**WORK TO BE COMPLETED**
Repeat the entries. Each one must match exactly.

**STORED DATA**
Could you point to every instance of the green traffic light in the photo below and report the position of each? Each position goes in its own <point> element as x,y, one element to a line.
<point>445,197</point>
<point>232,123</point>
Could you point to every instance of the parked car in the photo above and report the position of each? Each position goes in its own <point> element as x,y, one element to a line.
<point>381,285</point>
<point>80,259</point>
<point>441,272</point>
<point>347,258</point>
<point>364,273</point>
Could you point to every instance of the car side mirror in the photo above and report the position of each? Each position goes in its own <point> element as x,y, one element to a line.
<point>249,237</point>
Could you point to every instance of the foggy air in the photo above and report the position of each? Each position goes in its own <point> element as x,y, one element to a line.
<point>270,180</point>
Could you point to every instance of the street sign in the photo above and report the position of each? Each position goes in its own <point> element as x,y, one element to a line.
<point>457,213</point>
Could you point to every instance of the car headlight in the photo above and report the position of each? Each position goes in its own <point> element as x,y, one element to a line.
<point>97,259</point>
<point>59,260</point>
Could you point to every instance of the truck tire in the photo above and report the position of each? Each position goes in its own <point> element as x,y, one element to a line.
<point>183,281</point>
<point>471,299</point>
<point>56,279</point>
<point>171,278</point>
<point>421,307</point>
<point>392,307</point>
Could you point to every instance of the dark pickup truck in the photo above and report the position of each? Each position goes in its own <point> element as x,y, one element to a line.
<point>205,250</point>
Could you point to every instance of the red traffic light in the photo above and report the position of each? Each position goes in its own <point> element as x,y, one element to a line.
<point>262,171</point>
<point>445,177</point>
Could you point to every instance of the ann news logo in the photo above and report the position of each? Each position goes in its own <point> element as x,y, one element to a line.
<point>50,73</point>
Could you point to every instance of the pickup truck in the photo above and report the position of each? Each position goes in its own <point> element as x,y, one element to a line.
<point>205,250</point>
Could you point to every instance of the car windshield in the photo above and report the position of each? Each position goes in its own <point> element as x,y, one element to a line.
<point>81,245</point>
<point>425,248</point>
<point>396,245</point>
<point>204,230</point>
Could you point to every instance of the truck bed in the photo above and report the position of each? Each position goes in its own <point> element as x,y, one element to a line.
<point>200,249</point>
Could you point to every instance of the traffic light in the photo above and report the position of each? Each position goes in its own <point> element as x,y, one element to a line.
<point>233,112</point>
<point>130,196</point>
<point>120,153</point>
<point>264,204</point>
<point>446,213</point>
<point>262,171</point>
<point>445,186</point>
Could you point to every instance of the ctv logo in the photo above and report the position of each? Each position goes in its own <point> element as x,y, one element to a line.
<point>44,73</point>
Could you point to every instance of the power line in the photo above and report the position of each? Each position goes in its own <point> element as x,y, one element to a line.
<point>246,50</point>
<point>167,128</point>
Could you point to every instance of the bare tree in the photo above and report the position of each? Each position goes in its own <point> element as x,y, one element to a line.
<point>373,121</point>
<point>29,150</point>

**ANSWER TO THE EXERCISE**
Could you point to every instance of the green traffic light in the photo below and report the position of each? Each position goes in its own <point> element as x,y, one element to a line.
<point>445,197</point>
<point>232,123</point>
Could you point to every instance of the parked car in the photo above and report the position of each? Each position goes in its own <point> element as x,y, one element to a line.
<point>381,285</point>
<point>80,259</point>
<point>441,272</point>
<point>347,258</point>
<point>364,273</point>
Could you point to every instance of the car side mirror in the photo above and report the position of each? Each position goes in its own <point> element as x,y, one element to a line.
<point>249,237</point>
Could you point to every instance of the foggy air in the photo above and report the position of each? Each position goes in its own <point> element as x,y, one element to a line.
<point>270,180</point>
Could you point to every instance of the street sign in the photo above and report the position of each? Each position goes in its own <point> element as x,y, one element to a line.
<point>457,213</point>
Could you point to every instance of the car headlight in the photo above and report the position of each? Each position goes in its own <point> element as x,y, one element to a line.
<point>97,259</point>
<point>59,260</point>
Could you point to every instance of the truck tire in the photo above and report the position of each? Each position goes in its own <point> element as x,y, one element to a line.
<point>183,281</point>
<point>471,299</point>
<point>56,279</point>
<point>171,278</point>
<point>421,307</point>
<point>392,307</point>
Could you point to every instance of the dark pickup truck in the photo above and report the position of each? Each position goes in its own <point> element as x,y, one element to a line.
<point>205,250</point>
Could you point to every instance of the red traffic light in the photo above and report the position of each? Each position goes in its own <point> element as x,y, one element to a line.
<point>262,171</point>
<point>445,177</point>
Could you point to every instance of the ann news logo in the photo above and report the position of each? Each position goes in its own <point> element as x,y, one element to a line.
<point>50,73</point>
Could you point to every instance of the pickup truck in the photo above and report the position of each? Each position goes in its own <point> element as x,y, one element to a line.
<point>205,250</point>
Could you point to every instance of the car windshield in the photo above and report the position of each? Each position goes in its own <point> element as x,y, one element to a line.
<point>81,245</point>
<point>425,248</point>
<point>396,245</point>
<point>204,230</point>
Could you point to every instance of the truck bed in the photo above and report the position of each? Each position goes in its own <point> element as x,y, one element to a line.
<point>200,249</point>
Could you point to every instance of the traffic light in the photo above and report the position of each? Each position goes in its own <point> element as x,y, one element to a line.
<point>233,112</point>
<point>130,196</point>
<point>120,153</point>
<point>264,204</point>
<point>446,213</point>
<point>262,171</point>
<point>445,186</point>
Could you point to every instance of the ctv logo in the photo above and report the position of each? Each position goes in its own <point> element as x,y, one element to a line.
<point>44,73</point>
Could you point to every instance of the power line in the photo above and report the position of each? Each position goes in its own <point> element as x,y, one element to a line.
<point>246,50</point>
<point>167,128</point>
Could you point to every instance of the bare tree in the photo above and report the position of each? Each position goes in its own <point> element as x,y, one element to a line.
<point>373,121</point>
<point>29,150</point>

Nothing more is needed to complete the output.